**YOUR INSTRUCTIONS**
Reproduce each line of the listing exactly.

**SUPPLIED MATERIAL**

★ ★ ★ ★ ★

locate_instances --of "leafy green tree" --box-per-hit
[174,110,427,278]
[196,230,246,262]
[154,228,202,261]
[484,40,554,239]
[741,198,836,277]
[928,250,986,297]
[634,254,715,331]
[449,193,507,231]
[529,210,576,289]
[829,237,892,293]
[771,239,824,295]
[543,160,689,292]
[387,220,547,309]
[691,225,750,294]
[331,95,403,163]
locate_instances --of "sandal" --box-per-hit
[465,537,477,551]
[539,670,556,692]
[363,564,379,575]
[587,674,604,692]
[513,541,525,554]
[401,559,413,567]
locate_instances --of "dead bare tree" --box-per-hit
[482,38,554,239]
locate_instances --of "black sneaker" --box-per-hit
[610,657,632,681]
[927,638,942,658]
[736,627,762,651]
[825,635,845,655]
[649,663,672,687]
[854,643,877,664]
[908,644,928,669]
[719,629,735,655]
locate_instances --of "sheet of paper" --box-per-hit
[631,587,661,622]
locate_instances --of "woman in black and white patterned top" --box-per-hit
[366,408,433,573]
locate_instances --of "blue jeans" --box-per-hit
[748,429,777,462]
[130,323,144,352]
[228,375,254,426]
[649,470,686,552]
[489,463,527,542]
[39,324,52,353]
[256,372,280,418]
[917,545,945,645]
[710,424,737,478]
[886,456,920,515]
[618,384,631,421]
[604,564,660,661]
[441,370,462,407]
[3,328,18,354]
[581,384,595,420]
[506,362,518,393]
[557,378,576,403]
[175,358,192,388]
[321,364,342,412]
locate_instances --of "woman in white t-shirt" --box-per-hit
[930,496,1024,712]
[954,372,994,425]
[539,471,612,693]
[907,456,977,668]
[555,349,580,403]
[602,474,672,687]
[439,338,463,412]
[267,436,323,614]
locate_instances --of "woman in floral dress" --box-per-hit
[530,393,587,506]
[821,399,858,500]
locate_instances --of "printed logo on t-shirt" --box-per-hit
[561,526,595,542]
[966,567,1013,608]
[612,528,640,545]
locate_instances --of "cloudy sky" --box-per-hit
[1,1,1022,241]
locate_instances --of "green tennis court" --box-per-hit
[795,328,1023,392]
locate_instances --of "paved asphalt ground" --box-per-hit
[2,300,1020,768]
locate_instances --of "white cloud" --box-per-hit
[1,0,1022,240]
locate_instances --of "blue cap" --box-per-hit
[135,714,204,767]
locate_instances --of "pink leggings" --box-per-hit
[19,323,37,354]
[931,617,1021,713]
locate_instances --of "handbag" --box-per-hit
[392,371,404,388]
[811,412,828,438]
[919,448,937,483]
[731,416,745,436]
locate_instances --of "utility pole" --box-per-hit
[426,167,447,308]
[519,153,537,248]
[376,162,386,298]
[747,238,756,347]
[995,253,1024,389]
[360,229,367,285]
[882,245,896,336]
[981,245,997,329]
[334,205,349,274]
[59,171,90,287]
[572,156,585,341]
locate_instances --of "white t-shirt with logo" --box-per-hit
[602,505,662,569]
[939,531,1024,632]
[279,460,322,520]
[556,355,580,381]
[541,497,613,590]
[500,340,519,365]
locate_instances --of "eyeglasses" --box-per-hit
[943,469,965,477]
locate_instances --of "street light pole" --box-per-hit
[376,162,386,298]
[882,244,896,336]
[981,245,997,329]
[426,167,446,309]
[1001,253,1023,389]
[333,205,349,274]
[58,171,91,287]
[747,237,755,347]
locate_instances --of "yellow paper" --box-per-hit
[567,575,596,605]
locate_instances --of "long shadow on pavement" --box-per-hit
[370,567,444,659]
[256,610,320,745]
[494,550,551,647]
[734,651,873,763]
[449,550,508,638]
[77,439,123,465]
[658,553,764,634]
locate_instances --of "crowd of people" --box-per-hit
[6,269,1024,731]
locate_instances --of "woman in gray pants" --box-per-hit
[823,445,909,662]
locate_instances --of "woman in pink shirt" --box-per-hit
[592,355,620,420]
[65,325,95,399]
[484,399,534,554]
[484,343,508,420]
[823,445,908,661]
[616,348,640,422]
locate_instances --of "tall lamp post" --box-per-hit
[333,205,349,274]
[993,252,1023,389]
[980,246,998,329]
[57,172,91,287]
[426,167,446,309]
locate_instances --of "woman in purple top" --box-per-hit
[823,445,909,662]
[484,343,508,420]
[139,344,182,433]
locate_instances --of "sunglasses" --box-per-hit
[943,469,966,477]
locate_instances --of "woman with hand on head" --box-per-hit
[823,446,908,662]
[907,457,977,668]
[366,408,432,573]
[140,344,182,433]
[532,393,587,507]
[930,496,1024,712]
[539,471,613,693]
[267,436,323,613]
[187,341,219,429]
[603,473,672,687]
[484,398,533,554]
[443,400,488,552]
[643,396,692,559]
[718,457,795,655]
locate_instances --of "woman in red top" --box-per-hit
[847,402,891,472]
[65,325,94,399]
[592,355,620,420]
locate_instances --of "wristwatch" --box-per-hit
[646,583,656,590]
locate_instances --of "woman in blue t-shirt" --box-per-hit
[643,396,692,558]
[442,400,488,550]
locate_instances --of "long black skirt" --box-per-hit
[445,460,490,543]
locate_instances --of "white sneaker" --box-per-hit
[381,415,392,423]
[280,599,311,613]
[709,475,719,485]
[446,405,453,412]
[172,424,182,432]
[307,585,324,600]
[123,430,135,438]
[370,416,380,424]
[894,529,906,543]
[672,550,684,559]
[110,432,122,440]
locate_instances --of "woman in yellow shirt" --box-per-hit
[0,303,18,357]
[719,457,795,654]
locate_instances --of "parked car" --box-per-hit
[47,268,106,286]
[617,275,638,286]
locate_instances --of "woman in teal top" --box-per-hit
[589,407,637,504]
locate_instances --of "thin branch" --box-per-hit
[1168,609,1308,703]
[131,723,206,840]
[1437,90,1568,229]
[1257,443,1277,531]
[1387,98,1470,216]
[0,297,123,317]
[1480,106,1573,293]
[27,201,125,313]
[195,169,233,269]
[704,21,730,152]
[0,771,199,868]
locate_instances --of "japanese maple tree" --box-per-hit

★ ★ ★ ★ ★

**SOLUTION TO THIS PROBLEM**
locate_instances --of "leafy green tree" --box-per-hit
[174,110,427,278]
[196,230,246,262]
[154,228,202,261]
[484,40,554,239]
[741,198,836,277]
[928,250,986,297]
[634,254,715,331]
[449,193,507,231]
[529,210,576,289]
[829,237,892,293]
[771,239,824,295]
[543,160,689,292]
[387,220,547,309]
[691,225,750,294]
[331,95,403,163]
locate_instances --of "sandal" --box-per-hit
[465,537,477,551]
[539,670,556,692]
[363,564,379,575]
[587,674,604,692]
[513,541,525,554]
[401,559,413,567]
locate_instances --of "dead bare tree" --box-per-hit
[482,38,554,239]
locate_instances --of "black sneaker" --box-per-hit
[610,657,632,681]
[927,638,942,658]
[736,627,762,651]
[825,635,845,655]
[649,663,672,687]
[854,643,877,664]
[908,644,928,669]
[719,629,735,655]
locate_instances --of "sheet of paper" --box-per-hit
[631,587,661,622]
locate_instances --of "woman in black and white patterned top" --box-per-hit
[366,408,433,573]
locate_instances --of "blue jeans" --box-per-hit
[748,429,777,462]
[130,323,144,352]
[228,375,254,426]
[649,470,686,552]
[489,463,527,542]
[39,324,52,353]
[256,372,280,418]
[917,545,945,645]
[710,424,737,478]
[886,456,920,515]
[618,384,631,421]
[604,564,660,661]
[441,370,462,407]
[3,328,18,354]
[581,384,595,420]
[506,362,518,393]
[557,378,576,403]
[175,358,192,388]
[321,364,342,412]
locate_instances --of "woman in white t-shirt" --box-per-hit
[930,496,1024,712]
[954,372,994,425]
[539,471,612,693]
[907,456,977,668]
[555,349,580,403]
[602,474,672,687]
[439,338,463,412]
[267,436,323,614]
locate_instances --of "woman in floral dress" --box-per-hit
[530,393,587,506]
[821,399,858,500]
locate_instances --of "printed logo on t-shirt" --box-per-hit
[561,526,595,542]
[966,567,1013,608]
[612,528,640,545]
locate_instances --of "cloudy sky" --box-per-hit
[1,1,1022,241]
locate_instances --of "green tennis court" --box-per-hit
[795,328,1023,392]
locate_instances --of "paved asphalt ground" --box-per-hit
[2,300,1020,768]
locate_instances --of "white cloud" --box-per-hit
[1,0,1022,240]
locate_instances --of "blue cap" --box-per-hit
[135,714,204,767]
locate_instances --of "pink leggings" --box-per-hit
[19,323,37,354]
[931,617,1021,713]
locate_instances --of "handbag" --box-per-hit
[392,371,404,388]
[811,412,828,438]
[919,448,937,483]
[731,416,745,436]
locate_instances --of "utility pole" --box-per-hit
[426,167,447,308]
[519,153,537,248]
[376,162,386,298]
[747,238,756,347]
[995,253,1024,389]
[360,229,367,285]
[882,245,896,336]
[981,245,997,329]
[334,205,349,274]
[59,171,90,287]
[572,156,585,341]
locate_instances --of "white t-shirt with logo" --box-per-hit
[602,505,662,569]
[939,531,1024,632]
[279,460,322,520]
[556,355,580,381]
[541,497,613,590]
[500,340,519,365]
locate_instances --of "eyeglasses" --box-per-hit
[943,469,965,477]
locate_instances --of "street light pole" --box-per-hit
[376,162,386,298]
[882,244,896,336]
[981,245,997,329]
[426,167,446,309]
[1001,253,1023,389]
[333,205,349,274]
[58,171,91,287]
[747,237,755,347]
locate_instances --of "yellow paper" --box-per-hit
[567,575,596,605]
locate_instances --of "long shadow on pavement" --box-per-hit
[370,567,444,659]
[256,610,320,745]
[494,550,551,647]
[734,651,873,763]
[449,550,508,638]
[77,439,123,465]
[658,553,764,634]
locate_instances --of "crowd of people" --box-per-hit
[6,269,1024,731]
locate_instances --of "woman in gray pants" --box-per-hit
[823,445,909,662]
locate_instances --of "woman in pink shirt" --box-per-hit
[592,355,620,420]
[65,325,95,399]
[484,399,534,554]
[484,343,508,420]
[823,445,908,661]
[616,348,640,422]
locate_instances --of "tall lamp post" --box-per-hit
[333,205,349,274]
[993,252,1023,389]
[980,246,998,329]
[57,172,91,287]
[426,167,446,309]
locate_instances --of "woman in purple top" --box-per-hit
[823,445,909,662]
[484,343,508,420]
[139,344,182,433]
locate_instances --of "sunglasses" --box-per-hit
[943,469,966,477]
locate_instances --of "woman with hand on head" --box-per-hit
[823,446,908,662]
[907,457,977,668]
[366,408,432,573]
[140,344,182,433]
[532,393,587,507]
[930,496,1024,712]
[539,471,613,693]
[267,436,323,613]
[187,341,219,429]
[603,473,672,687]
[484,398,533,554]
[443,400,488,552]
[643,396,692,559]
[718,457,795,655]
locate_instances --of "woman in red top" --box-per-hit
[847,402,891,472]
[65,325,94,399]
[592,355,620,420]
locate_instances --of "wristwatch" --box-per-hit
[646,583,656,590]
locate_instances --of "woman in blue t-shirt" --box-per-hit
[643,396,692,558]
[442,400,488,550]
locate_instances --of "long black skirt" --box-per-hit
[445,460,490,543]
locate_instances --of "white sneaker" --box-per-hit
[381,415,392,423]
[280,599,311,613]
[709,475,719,485]
[446,405,453,412]
[172,424,182,432]
[307,585,324,600]
[123,430,135,438]
[370,416,380,424]
[894,529,906,543]
[672,550,684,559]
[110,432,122,440]
locate_instances --of "woman in yellow shirt" --box-per-hit
[0,303,18,357]
[719,457,795,654]
locate_instances --of "parked car" --box-per-hit
[47,268,106,286]
[617,275,638,286]
locate_instances --of "woman in teal top" --box-per-hit
[589,407,637,504]
locate_instances --of "thin branch" --box-per-hit
[1168,609,1308,703]
[131,723,206,840]
[1437,90,1568,229]
[1257,443,1277,531]
[1387,98,1470,216]
[0,297,123,317]
[1480,106,1573,293]
[27,201,125,313]
[195,169,233,269]
[704,21,730,152]
[0,771,199,868]
locate_instances --of "japanese maple tree" --box-per-hit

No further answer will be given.